● **Exercise inputs**:
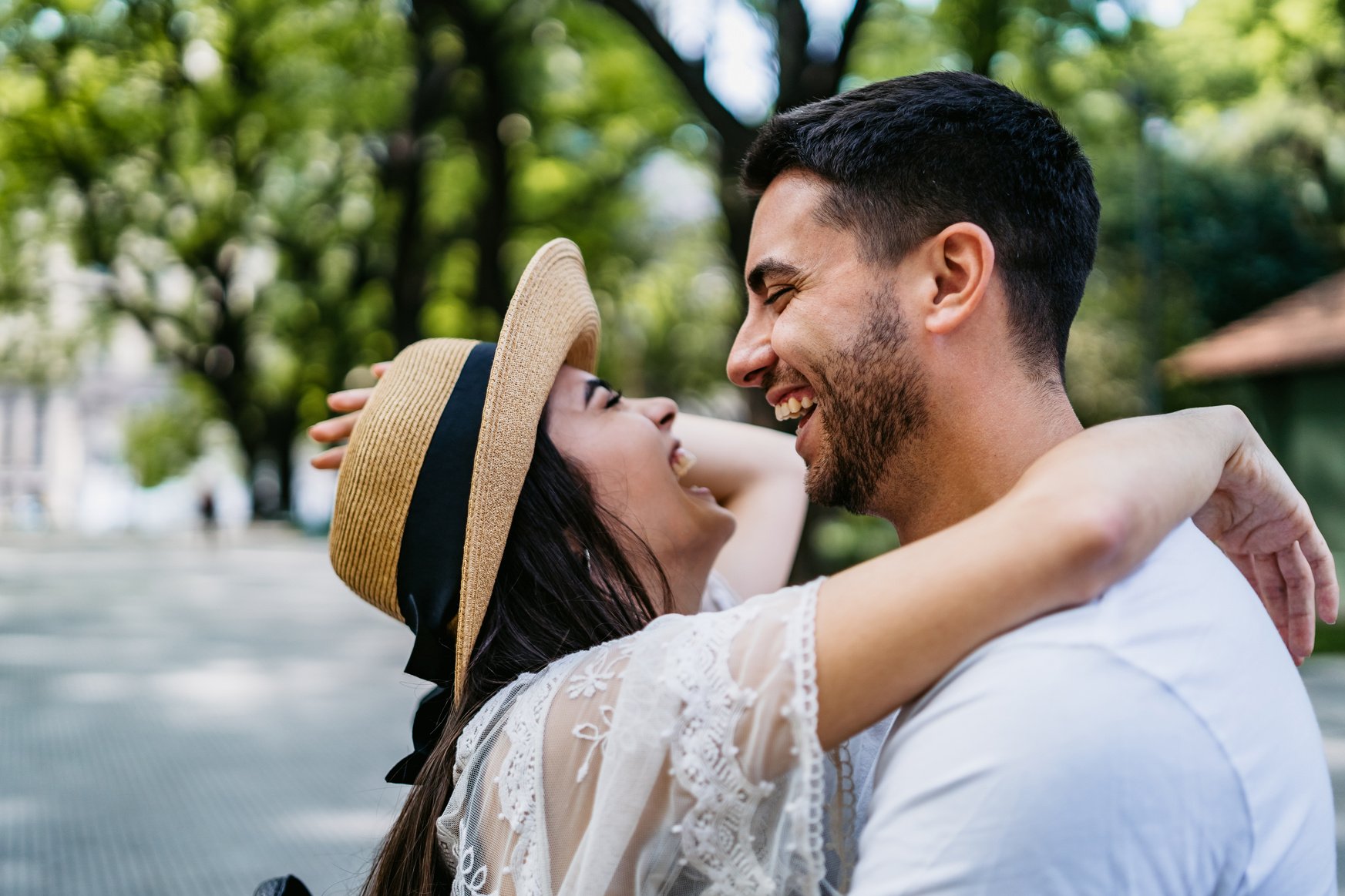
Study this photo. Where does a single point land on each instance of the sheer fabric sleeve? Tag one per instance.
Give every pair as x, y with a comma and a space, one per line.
680, 760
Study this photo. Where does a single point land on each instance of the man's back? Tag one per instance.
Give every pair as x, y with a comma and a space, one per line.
1157, 740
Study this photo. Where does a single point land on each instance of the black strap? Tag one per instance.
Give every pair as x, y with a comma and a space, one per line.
429, 567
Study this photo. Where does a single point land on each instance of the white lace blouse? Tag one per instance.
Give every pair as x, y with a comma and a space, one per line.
678, 760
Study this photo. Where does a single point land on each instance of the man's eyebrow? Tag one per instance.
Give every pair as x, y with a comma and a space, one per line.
593, 385
768, 268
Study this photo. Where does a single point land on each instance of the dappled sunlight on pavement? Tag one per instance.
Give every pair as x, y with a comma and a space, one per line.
184, 719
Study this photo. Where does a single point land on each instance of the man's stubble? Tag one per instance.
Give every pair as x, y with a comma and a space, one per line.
873, 398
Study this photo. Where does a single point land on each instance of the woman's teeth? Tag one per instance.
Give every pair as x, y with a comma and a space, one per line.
682, 461
794, 408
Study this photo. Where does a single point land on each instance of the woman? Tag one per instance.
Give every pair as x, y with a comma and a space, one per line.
593, 733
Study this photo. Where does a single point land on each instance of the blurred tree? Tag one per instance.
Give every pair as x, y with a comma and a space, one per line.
216, 163
163, 440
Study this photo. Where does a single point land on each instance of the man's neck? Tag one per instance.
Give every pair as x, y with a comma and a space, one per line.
971, 456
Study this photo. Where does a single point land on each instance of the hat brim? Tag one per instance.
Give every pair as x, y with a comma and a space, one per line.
550, 322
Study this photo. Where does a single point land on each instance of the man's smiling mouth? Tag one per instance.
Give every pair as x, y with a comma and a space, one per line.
794, 407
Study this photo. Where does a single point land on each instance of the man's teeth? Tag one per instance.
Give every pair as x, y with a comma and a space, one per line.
682, 461
794, 408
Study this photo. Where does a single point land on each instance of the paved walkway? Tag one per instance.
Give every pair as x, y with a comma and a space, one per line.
187, 720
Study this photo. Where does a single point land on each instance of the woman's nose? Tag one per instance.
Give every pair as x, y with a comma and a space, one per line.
661, 411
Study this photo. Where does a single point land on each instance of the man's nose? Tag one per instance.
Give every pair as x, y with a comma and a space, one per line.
751, 355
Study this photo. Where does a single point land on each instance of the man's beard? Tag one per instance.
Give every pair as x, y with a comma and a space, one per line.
881, 404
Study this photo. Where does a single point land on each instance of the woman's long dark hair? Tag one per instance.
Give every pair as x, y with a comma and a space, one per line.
570, 580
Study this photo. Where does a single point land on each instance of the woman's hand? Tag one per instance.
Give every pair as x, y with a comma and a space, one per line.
1263, 525
339, 428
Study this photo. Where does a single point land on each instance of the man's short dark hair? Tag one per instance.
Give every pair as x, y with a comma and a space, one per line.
910, 156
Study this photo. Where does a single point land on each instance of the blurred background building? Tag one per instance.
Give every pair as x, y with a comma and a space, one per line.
1285, 365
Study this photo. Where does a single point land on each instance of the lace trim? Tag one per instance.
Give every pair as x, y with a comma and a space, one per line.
716, 833
802, 638
520, 782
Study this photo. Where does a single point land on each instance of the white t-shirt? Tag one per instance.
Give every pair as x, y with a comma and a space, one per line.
1155, 742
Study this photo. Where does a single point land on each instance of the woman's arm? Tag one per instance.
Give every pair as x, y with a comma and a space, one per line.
1078, 521
755, 474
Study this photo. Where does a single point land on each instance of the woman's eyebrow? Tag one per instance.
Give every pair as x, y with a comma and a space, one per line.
593, 385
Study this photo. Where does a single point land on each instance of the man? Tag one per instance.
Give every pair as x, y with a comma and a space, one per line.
917, 256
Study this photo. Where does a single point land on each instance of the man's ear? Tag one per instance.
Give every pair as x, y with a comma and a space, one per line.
962, 260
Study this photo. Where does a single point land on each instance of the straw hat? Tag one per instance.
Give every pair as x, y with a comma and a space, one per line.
436, 463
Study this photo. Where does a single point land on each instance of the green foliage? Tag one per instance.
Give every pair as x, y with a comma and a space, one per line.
162, 441
281, 191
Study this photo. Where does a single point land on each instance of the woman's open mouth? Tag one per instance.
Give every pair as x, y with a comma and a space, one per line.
681, 461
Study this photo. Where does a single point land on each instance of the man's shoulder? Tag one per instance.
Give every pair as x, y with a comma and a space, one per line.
1173, 690
1059, 762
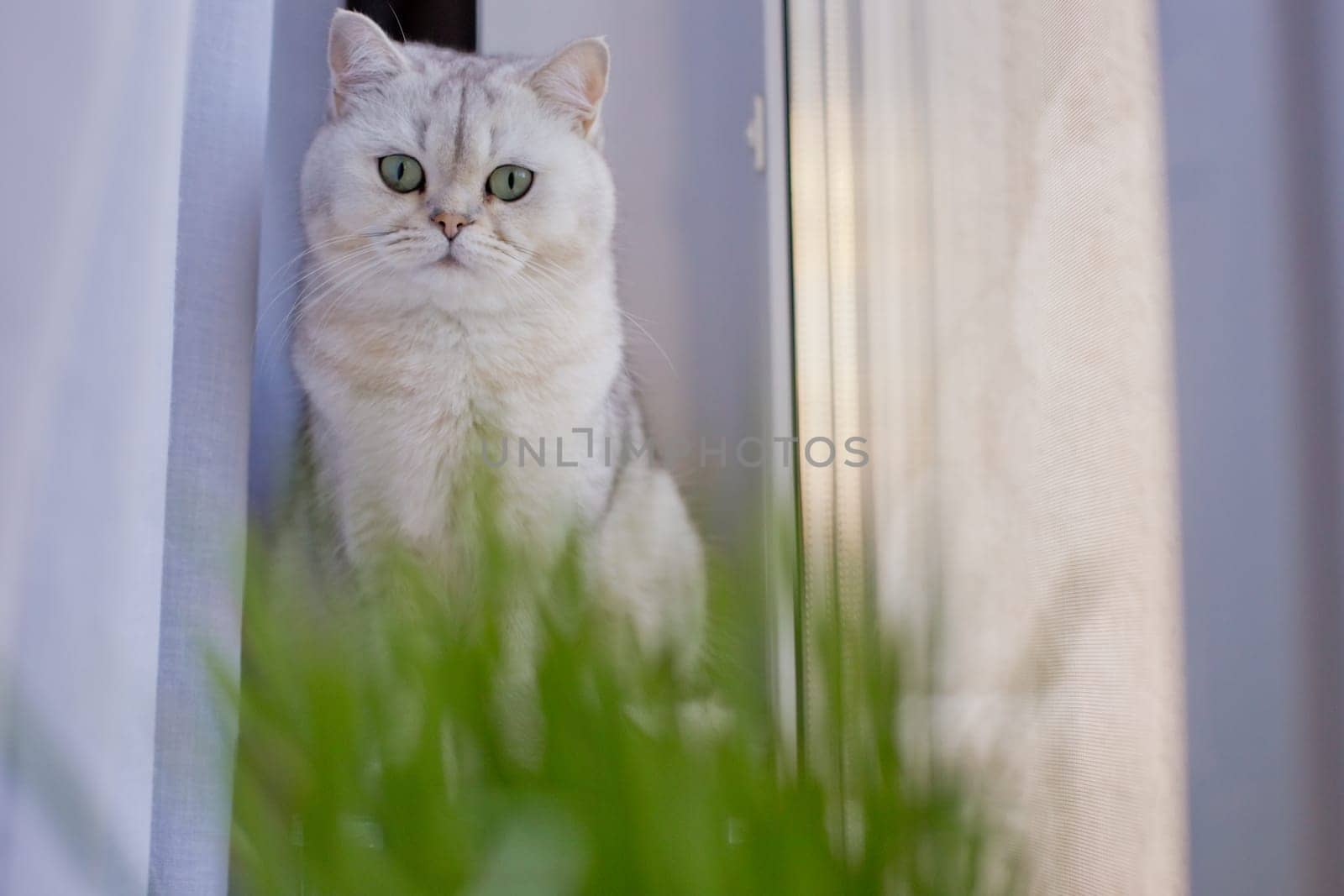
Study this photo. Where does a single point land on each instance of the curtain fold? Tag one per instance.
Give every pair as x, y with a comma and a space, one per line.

● **Written problem**: Repeat the line containing "woman's eyebrow? Tag one per instance." and every line after it up to the end of the material above, exactly as they stand, minus the pictures.

● **Answer to the exercise**:
Study this photo. Where does a single point land on each instance of the woman's eyebrow? Tag one per instance.
Give every pair as x, y with a comma and a space, one per line.
593, 385
Study this photo. Where does a single point land on each instance of the man? Tag one per instance.
Give every pair as x, y with a comma and a space, one per line.
917, 256
Study this photo. Where does a single point land on each instance of the man's ear? Tag one per instance.
Give every pair as x, y with a comma and a space, one per line.
962, 260
Study this photo. Where does a single point land on each instance of the straw hat? Tag one per instance.
Give every pair as x, y with a comma and a space, one per line.
436, 463
Study this photo. Where does a single point land on each instance of the green foliage? Tag one per instance.
Give every pair as x, y with a comma and a space, one per line.
162, 441
281, 191
Study this photo. Where does a single point land on each instance of the woman's open mouth? Tag one per instance.
Give every pair as x, y with a comma and a space, one per line.
681, 461
Study this photo. Where does a single point land on each instance of the man's shoulder? Tag one per instance.
Give every pair as x, y with a comma and a space, one per line.
1173, 690
1059, 762
Study this photo. Where does a single point land on each instance of the curtain fold? Tag one per instance.
Give every pair as x, y with a comma and a space, one per line.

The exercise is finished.